The records that follow must be repeated exactly as they stand.

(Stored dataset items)
**********

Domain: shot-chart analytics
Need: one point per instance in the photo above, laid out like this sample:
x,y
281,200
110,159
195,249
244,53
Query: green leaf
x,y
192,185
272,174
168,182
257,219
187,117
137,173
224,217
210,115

**********

- _Written response_:
Domain: shot-chart analytics
Need: one point per instance in the photo above, laid out like this sample:
x,y
281,200
110,159
195,249
244,53
Query: green leaf
x,y
192,185
272,174
168,182
257,219
187,117
137,173
224,217
210,115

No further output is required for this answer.